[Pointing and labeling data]
**********
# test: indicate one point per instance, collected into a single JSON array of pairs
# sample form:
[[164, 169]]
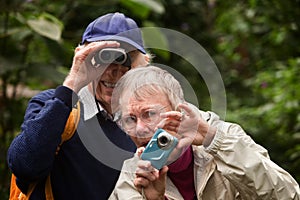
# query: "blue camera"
[[159, 148]]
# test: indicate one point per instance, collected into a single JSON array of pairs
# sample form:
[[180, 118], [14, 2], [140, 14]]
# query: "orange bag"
[[71, 125]]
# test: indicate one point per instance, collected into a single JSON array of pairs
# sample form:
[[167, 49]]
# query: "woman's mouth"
[[108, 84]]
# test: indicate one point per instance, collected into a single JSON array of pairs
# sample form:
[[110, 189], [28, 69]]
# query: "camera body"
**********
### Task statement
Write out the data above word for word, beginning at its first line and stopping after the line that contains "[[71, 125]]". Leave the pictures out.

### Exercise solution
# test: indicate one point per instance, collected into a single JSON array of pairs
# sample form:
[[164, 169]]
# query: "blue camera"
[[159, 148]]
# test: indicate one point per instance, collected into a single JSON array of pairs
# sample form:
[[180, 118], [14, 2], [140, 14]]
# query: "orange bag"
[[71, 125]]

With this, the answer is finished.